## [Image point grounding data]
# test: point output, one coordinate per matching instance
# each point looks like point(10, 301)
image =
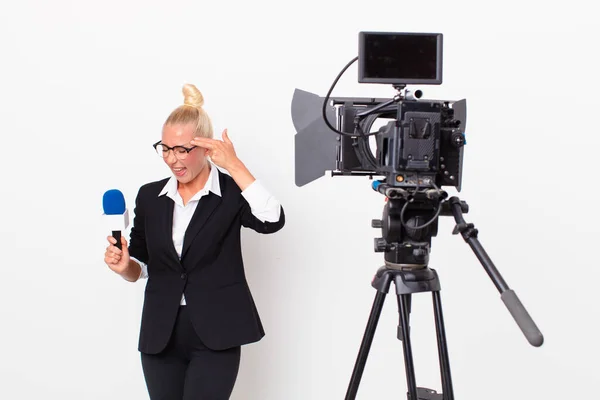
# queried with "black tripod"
point(406, 245)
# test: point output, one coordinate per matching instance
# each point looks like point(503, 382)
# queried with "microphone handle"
point(117, 236)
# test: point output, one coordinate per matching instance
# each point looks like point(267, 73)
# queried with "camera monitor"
point(400, 58)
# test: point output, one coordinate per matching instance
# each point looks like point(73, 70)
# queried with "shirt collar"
point(212, 185)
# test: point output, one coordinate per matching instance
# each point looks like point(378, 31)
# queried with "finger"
point(205, 142)
point(113, 250)
point(226, 137)
point(125, 250)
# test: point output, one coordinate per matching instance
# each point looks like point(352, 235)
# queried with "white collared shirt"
point(263, 205)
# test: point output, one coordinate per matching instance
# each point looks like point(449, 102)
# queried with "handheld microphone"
point(115, 214)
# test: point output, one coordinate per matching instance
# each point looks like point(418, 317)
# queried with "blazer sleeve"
point(249, 220)
point(137, 238)
point(260, 210)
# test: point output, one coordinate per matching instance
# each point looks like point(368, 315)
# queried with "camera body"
point(422, 142)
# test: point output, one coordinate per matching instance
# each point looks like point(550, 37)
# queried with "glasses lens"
point(180, 152)
point(162, 150)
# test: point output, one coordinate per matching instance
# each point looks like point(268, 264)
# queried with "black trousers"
point(187, 369)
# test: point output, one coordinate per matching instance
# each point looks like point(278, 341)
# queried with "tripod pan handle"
point(522, 318)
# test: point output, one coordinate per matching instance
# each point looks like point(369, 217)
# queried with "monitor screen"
point(400, 58)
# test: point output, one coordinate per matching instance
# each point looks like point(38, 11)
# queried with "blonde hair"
point(191, 112)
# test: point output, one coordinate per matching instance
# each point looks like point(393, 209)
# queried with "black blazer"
point(210, 273)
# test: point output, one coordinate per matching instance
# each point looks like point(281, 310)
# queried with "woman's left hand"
point(221, 153)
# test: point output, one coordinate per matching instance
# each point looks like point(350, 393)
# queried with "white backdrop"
point(86, 86)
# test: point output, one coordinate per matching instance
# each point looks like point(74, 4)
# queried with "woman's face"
point(189, 168)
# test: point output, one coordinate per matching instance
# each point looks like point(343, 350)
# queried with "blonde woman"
point(185, 240)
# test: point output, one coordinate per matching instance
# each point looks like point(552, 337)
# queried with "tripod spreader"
point(509, 297)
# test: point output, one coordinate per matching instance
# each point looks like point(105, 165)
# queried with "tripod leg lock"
point(428, 394)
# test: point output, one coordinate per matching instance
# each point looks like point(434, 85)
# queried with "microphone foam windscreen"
point(113, 202)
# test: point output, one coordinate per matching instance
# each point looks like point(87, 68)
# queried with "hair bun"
point(192, 96)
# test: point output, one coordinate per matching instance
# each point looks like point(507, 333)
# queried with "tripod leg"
point(442, 348)
point(365, 346)
point(404, 301)
point(408, 303)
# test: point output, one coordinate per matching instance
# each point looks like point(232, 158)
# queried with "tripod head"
point(409, 222)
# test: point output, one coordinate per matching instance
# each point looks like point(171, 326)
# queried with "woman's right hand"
point(117, 260)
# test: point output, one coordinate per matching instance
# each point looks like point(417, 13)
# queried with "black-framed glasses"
point(180, 152)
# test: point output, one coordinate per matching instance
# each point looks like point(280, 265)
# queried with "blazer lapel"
point(205, 209)
point(167, 206)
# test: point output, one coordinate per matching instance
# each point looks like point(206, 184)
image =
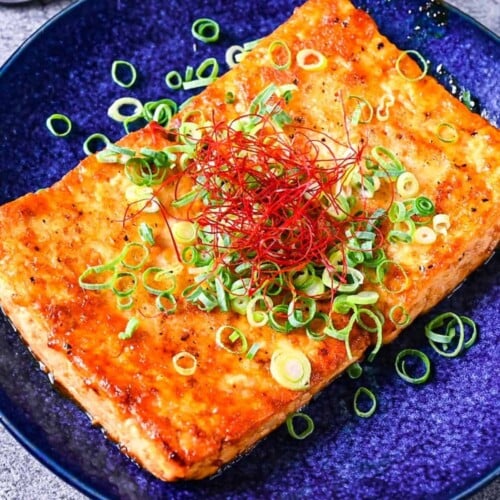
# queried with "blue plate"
point(437, 440)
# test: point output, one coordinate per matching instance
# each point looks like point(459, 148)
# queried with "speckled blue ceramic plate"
point(437, 440)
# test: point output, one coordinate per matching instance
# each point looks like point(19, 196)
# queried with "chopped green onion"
point(232, 334)
point(364, 391)
point(163, 299)
point(402, 370)
point(124, 284)
point(441, 341)
point(291, 369)
point(132, 325)
point(200, 82)
point(258, 317)
point(210, 62)
point(124, 303)
point(173, 79)
point(424, 206)
point(291, 426)
point(365, 297)
point(182, 357)
point(92, 139)
point(231, 54)
point(206, 30)
point(423, 62)
point(184, 232)
point(114, 111)
point(59, 125)
point(119, 66)
point(157, 280)
point(97, 277)
point(301, 311)
point(407, 185)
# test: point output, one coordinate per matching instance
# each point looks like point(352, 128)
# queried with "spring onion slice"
point(364, 392)
point(183, 357)
point(441, 332)
point(290, 425)
point(407, 185)
point(91, 140)
point(421, 60)
point(206, 30)
point(231, 54)
point(146, 233)
point(291, 369)
point(233, 334)
point(200, 82)
point(157, 280)
point(120, 66)
point(132, 325)
point(105, 271)
point(173, 79)
point(114, 111)
point(124, 284)
point(59, 125)
point(401, 366)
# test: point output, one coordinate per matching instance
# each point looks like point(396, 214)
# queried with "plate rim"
point(36, 451)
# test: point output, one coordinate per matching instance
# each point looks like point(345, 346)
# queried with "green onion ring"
point(203, 25)
point(173, 79)
point(234, 335)
point(364, 391)
point(291, 369)
point(423, 62)
point(58, 119)
point(401, 370)
point(114, 110)
point(291, 427)
point(160, 298)
point(92, 139)
point(119, 65)
point(132, 325)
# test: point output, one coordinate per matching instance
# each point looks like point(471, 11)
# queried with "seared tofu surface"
point(180, 425)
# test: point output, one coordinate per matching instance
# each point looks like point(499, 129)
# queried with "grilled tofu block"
point(116, 358)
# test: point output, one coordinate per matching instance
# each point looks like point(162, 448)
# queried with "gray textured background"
point(21, 476)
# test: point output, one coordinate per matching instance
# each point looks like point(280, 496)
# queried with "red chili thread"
point(268, 194)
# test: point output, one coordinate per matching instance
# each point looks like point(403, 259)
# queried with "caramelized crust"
point(188, 426)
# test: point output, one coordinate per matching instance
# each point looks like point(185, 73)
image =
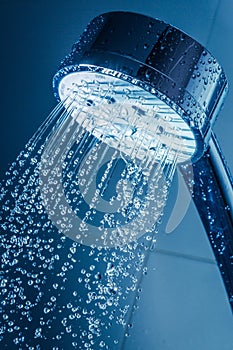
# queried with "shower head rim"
point(146, 87)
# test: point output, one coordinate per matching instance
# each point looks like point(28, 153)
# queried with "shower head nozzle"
point(144, 86)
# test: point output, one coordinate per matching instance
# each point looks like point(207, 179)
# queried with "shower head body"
point(157, 63)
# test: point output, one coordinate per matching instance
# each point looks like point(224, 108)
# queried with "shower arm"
point(213, 197)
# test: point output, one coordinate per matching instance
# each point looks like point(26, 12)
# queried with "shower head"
point(163, 88)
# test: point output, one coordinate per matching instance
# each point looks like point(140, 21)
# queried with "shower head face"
point(127, 117)
point(186, 78)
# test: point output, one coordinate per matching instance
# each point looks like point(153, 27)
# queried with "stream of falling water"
point(78, 219)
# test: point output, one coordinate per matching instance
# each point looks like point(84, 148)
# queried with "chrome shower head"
point(165, 87)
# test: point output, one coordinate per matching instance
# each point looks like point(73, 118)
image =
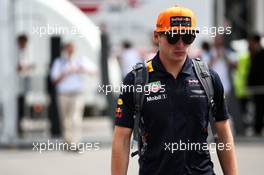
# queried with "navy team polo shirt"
point(174, 112)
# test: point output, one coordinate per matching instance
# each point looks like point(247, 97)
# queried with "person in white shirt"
point(128, 58)
point(67, 74)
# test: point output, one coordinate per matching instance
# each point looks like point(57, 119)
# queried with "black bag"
point(141, 79)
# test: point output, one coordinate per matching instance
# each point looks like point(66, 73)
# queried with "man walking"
point(175, 112)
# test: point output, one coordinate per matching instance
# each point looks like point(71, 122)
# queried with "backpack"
point(141, 76)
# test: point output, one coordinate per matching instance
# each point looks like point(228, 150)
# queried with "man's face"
point(173, 52)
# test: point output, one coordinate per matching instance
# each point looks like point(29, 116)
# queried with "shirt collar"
point(157, 65)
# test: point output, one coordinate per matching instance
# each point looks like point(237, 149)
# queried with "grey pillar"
point(8, 77)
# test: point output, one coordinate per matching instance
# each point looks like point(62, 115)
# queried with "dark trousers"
point(259, 113)
point(20, 113)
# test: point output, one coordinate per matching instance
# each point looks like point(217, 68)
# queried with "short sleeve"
point(55, 70)
point(219, 98)
point(125, 104)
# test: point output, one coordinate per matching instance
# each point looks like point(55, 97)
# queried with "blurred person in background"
point(223, 61)
point(128, 57)
point(67, 74)
point(256, 80)
point(205, 54)
point(25, 67)
point(240, 86)
point(105, 52)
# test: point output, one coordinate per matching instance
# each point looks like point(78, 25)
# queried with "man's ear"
point(156, 37)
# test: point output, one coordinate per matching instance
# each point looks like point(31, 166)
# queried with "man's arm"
point(227, 156)
point(120, 150)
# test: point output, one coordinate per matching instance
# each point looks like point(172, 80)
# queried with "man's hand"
point(227, 156)
point(120, 150)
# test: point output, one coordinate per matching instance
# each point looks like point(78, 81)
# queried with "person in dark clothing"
point(256, 80)
point(174, 110)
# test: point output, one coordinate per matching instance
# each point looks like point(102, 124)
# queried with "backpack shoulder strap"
point(203, 74)
point(141, 78)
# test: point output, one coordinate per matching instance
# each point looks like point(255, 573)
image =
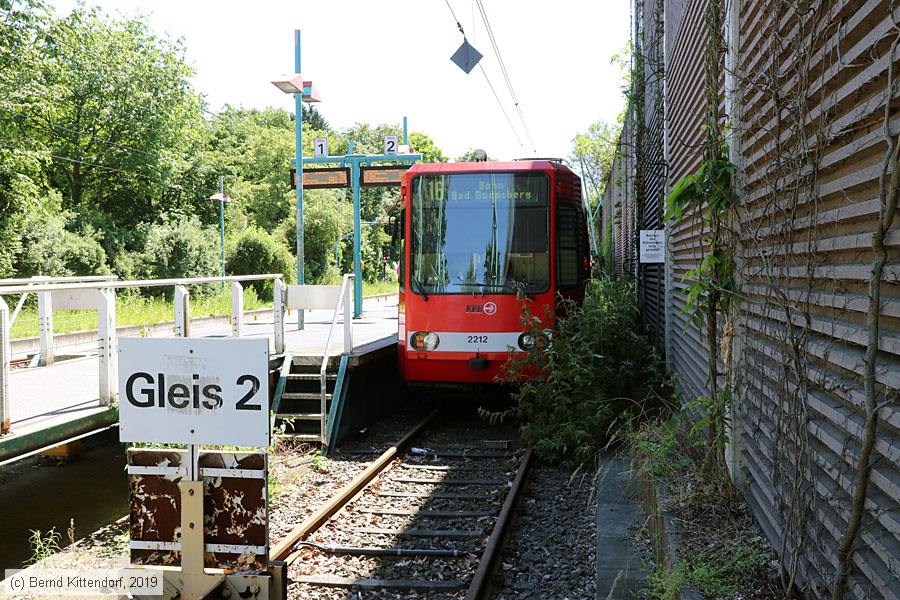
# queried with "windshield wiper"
point(417, 288)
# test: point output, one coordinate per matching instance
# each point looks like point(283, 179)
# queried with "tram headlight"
point(425, 340)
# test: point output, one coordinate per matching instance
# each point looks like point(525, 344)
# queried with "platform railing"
point(99, 293)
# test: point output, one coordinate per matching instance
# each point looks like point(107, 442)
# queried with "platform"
point(57, 402)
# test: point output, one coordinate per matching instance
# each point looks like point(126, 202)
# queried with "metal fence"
point(99, 294)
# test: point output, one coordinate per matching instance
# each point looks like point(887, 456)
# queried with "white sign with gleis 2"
point(194, 391)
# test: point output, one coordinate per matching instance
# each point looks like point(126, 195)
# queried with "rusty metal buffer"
point(207, 531)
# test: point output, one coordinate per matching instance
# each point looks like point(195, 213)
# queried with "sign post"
point(653, 246)
point(195, 391)
point(363, 172)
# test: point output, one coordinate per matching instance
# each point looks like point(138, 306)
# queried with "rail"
point(98, 293)
point(343, 299)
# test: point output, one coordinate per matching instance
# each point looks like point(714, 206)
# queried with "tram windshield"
point(480, 233)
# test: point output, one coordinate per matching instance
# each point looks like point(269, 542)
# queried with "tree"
point(469, 156)
point(113, 105)
point(256, 251)
point(424, 145)
point(179, 246)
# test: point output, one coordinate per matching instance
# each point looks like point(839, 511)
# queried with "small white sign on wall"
point(653, 246)
point(194, 391)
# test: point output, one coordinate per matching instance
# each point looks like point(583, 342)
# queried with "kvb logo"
point(487, 308)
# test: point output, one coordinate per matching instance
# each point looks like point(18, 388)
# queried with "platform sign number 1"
point(390, 144)
point(320, 146)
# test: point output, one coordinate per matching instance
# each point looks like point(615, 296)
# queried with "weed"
point(725, 569)
point(665, 584)
point(274, 487)
point(70, 532)
point(43, 546)
point(319, 462)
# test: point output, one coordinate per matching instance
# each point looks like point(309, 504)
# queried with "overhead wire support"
point(503, 70)
point(491, 85)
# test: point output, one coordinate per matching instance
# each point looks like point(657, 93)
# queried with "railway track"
point(418, 522)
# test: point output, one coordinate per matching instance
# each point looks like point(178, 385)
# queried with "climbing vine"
point(708, 194)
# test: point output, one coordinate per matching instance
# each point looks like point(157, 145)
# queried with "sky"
point(378, 61)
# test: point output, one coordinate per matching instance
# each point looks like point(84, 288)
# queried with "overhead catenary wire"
point(76, 161)
point(502, 109)
point(488, 80)
point(503, 70)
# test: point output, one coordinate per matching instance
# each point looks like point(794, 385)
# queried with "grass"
point(43, 546)
point(133, 309)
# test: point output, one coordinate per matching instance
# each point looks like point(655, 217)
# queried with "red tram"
point(479, 240)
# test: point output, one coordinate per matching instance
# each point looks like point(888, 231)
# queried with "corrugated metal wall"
point(685, 33)
point(807, 136)
point(619, 200)
point(811, 152)
point(652, 283)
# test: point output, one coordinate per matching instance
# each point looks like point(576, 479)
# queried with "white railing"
point(99, 293)
point(318, 297)
point(45, 310)
point(343, 299)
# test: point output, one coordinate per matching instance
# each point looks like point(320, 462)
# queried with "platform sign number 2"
point(320, 146)
point(390, 144)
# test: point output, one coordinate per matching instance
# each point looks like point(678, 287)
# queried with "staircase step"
point(300, 416)
point(303, 396)
point(311, 376)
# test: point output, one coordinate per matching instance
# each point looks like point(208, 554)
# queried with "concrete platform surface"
point(620, 568)
point(46, 397)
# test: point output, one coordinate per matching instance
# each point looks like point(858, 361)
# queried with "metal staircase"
point(300, 413)
point(308, 400)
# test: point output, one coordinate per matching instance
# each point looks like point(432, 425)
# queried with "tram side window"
point(566, 247)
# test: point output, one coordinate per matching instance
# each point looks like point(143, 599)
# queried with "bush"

## [Task item]
Exact copy, pictures excluded: from the line with "# each point looks like point(66, 73)" up to and including the line with "# each point looks like point(283, 179)" in the data above.

## [Solution below]
# each point looks like point(66, 73)
# queried with "man walking"
point(175, 112)
# test: point output, one coordinate per matching instance
# each point looks like point(71, 122)
# queried with "backpack"
point(141, 76)
# test: point output, one coordinate per matching instance
# each point looks like point(228, 150)
# queried with "man's face"
point(173, 52)
# test: point output, one coordinate per matching instance
# each point looks like point(29, 116)
# queried with "shirt collar"
point(157, 65)
# test: point output, one coordinate per matching instance
# each point looks like point(237, 149)
# queried with "grey pillar"
point(8, 77)
# test: point output, one coordinate per matching instance
# each point looks like point(62, 115)
# queried with "dark trousers"
point(259, 113)
point(20, 113)
# test: point output, one coordinate per matching instance
# each point looks like point(217, 68)
# queried with "short sleeve"
point(55, 70)
point(219, 98)
point(125, 104)
# test: point output, one coordinate per matching instance
# each point looks like point(55, 97)
# queried with "blurred person in background"
point(223, 61)
point(128, 57)
point(67, 74)
point(256, 80)
point(205, 54)
point(25, 67)
point(240, 86)
point(105, 52)
# test: point output, one coordinate per matching instance
# each point looks like point(78, 25)
# queried with "man's ear"
point(156, 37)
# test: point output, one coordinate per matching instance
# each point looks like point(31, 166)
# queried with "man's arm"
point(227, 156)
point(120, 150)
# test: point output, one coordinate per matching instance
# each point looks like point(172, 80)
# queried with "man's hand"
point(227, 156)
point(120, 150)
# test: point output, one coordinate per matching instance
# each point looks like point(78, 81)
# queried with "person in dark clothing"
point(256, 80)
point(174, 110)
# test: point output, one coordinate per matching instance
# each point looks like point(102, 124)
# queried with "backpack shoulder strap"
point(203, 74)
point(141, 78)
# test: point output, one coordinate per matching instance
# each point looks like point(255, 573)
image =
# queried with "windshield wiper"
point(417, 288)
# test: point output, one coordinate per matching instance
# each point looks like point(283, 179)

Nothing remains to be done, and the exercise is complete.